• Provided material:
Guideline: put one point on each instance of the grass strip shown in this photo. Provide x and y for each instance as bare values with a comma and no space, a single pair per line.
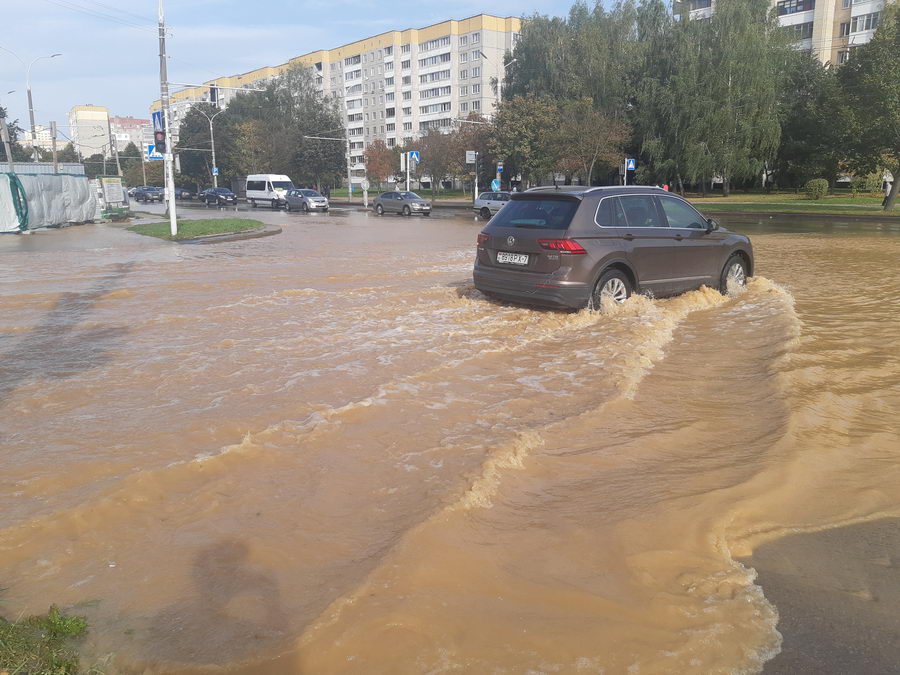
41,645
192,229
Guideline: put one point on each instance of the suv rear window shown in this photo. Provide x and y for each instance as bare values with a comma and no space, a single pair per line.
545,214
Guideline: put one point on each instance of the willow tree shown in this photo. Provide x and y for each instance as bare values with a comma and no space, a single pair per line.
740,61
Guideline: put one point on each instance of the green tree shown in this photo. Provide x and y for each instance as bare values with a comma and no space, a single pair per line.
522,136
871,85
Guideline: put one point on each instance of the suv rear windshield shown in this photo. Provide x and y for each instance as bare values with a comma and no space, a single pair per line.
542,214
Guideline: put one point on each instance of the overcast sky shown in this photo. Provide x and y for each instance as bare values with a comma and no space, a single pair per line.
110,49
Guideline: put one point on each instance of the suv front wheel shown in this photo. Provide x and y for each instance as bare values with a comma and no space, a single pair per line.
613,286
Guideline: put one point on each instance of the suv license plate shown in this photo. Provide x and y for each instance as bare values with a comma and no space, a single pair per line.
512,258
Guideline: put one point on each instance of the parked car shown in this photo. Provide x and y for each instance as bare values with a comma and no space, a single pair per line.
579,247
218,196
147,193
305,200
268,187
488,203
406,203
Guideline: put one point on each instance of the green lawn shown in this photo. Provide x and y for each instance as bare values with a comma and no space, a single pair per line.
191,229
41,645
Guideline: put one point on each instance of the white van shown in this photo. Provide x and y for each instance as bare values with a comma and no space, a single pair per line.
268,187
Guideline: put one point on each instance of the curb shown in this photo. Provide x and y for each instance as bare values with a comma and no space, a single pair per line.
266,231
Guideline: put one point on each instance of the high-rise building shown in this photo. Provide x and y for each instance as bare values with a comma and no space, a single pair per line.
392,86
830,29
89,129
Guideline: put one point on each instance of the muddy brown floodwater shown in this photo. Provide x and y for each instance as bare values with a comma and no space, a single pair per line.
325,452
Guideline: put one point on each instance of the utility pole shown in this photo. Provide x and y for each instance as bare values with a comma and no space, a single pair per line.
53,147
164,100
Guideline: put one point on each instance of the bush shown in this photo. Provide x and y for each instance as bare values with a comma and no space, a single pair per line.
816,188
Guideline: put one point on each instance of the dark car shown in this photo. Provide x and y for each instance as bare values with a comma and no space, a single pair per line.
406,203
218,196
576,248
147,193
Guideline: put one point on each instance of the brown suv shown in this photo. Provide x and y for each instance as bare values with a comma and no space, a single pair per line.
574,247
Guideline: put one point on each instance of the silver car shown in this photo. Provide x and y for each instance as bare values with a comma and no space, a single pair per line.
305,200
488,203
406,203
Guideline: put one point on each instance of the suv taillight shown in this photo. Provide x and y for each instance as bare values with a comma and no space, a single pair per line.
562,245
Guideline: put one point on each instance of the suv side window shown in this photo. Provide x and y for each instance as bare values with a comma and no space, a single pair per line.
640,211
681,215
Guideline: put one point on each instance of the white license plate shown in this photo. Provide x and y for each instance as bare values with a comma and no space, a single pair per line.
512,258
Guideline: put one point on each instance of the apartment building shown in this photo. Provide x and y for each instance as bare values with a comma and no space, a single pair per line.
393,86
89,129
127,130
828,28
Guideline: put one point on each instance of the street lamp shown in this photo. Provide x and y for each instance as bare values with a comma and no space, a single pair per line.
28,88
212,141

• Aim: Starting at the line containing "Guideline: put one point on each instance of the dark" and ending at the last of the items, rewrite those lines with every "suv" changed to "SUV" and nothing else altered.

• The completed task:
Guideline: put one point on each instance of the dark car shown in this photo. Provide x and y for each instance as bare values with a comma and no space, a single pair per line.
406,203
218,196
576,248
147,193
Guideline: put one point on each instance of the brown SUV shown in this photo. Provide x and y for each instance as bare values with a comma and no space, a single pair per line.
574,247
Guideline: put one point on each instance of the silver car shown in this photo. Provide x and y for each instance as bare values with a comma and no space, a single pair per line.
305,200
488,203
406,203
Guideline: put one point on each instance of the SUV taillight shown in this photo. Provide x and y for each instance as bare values with a comma and no space, a single pair per line.
562,245
Guideline: put one point on each instance of the SUV side window shown in this photo. Provide x and y for each instance as bare values with a comma and no space, a single pair per line.
640,211
681,215
Guideline: put one point on each instance of the white license plate shown in this photo. Provide x and y for each instance as bare values with a comma and no space, a single pair per line.
512,258
Guideline: put one point on each instance of the apartment building shown in this photo. Provide x and y for each instance as bare values with a comma and no space, a single pair per line.
393,86
89,129
127,130
828,28
Guideline: put one point on each instance of the street lamp shown in this photo. Provide x and y for each instance as bare values with a comma and no space, a single pair per line.
28,88
212,141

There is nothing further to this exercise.